▶ [What you are asked to do]:
Reproduce the line that contains "TARGET: ceiling fan blade" and every line after it through the end of the records, exactly, with nothing added.

[Records of labeled points]
++++++++++
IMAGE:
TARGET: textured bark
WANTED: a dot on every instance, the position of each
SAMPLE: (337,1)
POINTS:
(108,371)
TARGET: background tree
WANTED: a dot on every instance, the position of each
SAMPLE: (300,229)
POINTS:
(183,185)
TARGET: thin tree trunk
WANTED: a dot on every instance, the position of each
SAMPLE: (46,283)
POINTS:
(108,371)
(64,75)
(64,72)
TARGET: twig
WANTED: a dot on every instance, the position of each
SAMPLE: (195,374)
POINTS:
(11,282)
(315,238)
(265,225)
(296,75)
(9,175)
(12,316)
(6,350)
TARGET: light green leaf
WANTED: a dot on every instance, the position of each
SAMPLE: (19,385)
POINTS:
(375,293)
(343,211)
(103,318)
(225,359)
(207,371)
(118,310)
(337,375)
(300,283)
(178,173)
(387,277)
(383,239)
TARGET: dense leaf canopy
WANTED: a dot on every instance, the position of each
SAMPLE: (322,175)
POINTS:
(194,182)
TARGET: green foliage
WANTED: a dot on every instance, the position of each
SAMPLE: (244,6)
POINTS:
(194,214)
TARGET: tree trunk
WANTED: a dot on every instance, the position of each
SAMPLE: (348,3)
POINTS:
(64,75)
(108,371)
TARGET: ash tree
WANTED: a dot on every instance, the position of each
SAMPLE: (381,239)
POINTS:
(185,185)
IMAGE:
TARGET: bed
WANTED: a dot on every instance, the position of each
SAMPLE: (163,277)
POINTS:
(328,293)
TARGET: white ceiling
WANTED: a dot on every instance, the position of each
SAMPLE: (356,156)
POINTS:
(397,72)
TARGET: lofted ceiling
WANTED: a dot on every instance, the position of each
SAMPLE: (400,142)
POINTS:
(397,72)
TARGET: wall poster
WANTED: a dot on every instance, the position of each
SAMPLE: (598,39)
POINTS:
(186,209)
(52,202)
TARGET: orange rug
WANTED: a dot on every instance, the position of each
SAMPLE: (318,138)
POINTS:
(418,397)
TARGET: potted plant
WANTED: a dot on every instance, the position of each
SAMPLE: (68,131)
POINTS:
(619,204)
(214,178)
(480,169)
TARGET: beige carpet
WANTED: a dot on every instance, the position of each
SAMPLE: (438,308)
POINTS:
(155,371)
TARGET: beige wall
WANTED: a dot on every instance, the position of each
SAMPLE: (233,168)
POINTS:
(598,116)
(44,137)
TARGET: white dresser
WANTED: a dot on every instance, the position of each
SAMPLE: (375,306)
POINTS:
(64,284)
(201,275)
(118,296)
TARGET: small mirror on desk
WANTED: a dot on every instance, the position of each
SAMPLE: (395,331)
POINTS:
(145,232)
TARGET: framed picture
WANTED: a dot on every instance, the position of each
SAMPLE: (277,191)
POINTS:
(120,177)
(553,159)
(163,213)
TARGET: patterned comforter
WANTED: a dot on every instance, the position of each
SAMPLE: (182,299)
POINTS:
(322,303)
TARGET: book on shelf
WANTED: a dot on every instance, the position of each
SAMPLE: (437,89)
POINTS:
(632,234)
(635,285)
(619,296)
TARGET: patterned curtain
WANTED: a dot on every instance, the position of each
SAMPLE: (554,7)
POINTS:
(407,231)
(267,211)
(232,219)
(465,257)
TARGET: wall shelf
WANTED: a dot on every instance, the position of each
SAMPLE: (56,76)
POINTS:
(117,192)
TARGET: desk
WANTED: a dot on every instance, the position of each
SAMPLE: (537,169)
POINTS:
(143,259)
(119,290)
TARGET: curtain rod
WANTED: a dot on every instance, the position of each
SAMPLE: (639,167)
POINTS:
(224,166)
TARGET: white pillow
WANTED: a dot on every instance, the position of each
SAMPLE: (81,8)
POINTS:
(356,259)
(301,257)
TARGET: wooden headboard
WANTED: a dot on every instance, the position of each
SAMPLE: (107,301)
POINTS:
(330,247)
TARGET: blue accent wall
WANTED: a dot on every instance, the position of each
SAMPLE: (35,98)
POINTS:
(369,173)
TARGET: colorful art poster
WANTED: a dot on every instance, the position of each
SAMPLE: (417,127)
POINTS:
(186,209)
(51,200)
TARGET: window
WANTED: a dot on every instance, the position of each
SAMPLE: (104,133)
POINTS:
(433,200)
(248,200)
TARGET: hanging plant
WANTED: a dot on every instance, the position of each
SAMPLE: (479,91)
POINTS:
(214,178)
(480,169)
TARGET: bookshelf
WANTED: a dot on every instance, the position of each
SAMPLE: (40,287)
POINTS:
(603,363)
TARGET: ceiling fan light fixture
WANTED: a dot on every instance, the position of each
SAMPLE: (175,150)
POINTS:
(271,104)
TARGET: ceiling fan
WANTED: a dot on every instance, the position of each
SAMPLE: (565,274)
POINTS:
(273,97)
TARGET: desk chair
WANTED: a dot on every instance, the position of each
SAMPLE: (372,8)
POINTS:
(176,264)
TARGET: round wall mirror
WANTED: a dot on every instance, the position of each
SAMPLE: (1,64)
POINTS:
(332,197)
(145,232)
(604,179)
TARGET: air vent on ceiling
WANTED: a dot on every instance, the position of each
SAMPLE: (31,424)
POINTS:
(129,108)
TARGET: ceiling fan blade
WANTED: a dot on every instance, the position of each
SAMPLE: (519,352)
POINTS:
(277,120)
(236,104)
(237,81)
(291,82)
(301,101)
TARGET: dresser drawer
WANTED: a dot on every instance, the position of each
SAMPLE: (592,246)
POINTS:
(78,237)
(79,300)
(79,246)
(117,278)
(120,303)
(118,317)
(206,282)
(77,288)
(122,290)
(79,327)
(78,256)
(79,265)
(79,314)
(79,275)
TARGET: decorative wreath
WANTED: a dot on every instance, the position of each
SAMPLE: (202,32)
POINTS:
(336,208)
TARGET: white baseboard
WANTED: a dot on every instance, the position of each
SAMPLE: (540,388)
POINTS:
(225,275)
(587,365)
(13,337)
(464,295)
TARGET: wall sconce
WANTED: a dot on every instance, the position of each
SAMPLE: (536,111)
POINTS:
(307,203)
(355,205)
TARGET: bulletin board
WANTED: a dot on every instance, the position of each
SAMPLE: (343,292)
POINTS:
++++++++++
▶ [Answer to this task]:
TARGET: ceiling fan blade
WANTED: a dot on every instance, the position of each
SAMPLE: (519,352)
POINTS:
(277,120)
(236,104)
(237,81)
(291,82)
(301,101)
TARGET: dresser drawer
WANTED: a dot on every instance, the position of each
SAMPLE: (592,246)
POINTS:
(78,237)
(79,300)
(79,246)
(117,278)
(120,303)
(118,317)
(206,282)
(77,288)
(122,290)
(79,327)
(78,256)
(79,265)
(79,314)
(79,275)
TARGET: decorative wreath
WANTED: a dot on every instance, the position of each
SAMPLE: (202,32)
POINTS:
(336,208)
TARGET: white baseboard
WANTED: a dot on every instance, the position of each
SAMPLE: (540,388)
POINTS:
(225,275)
(587,365)
(13,337)
(464,295)
TARGET: wall sconce
WANTED: a dot on every instance, the position of each
SAMPLE: (536,111)
POINTS:
(307,203)
(355,205)
TARGET: bulletin board
WANTED: a dot on every instance, the position of each
SAMPLE: (343,292)
POINTS:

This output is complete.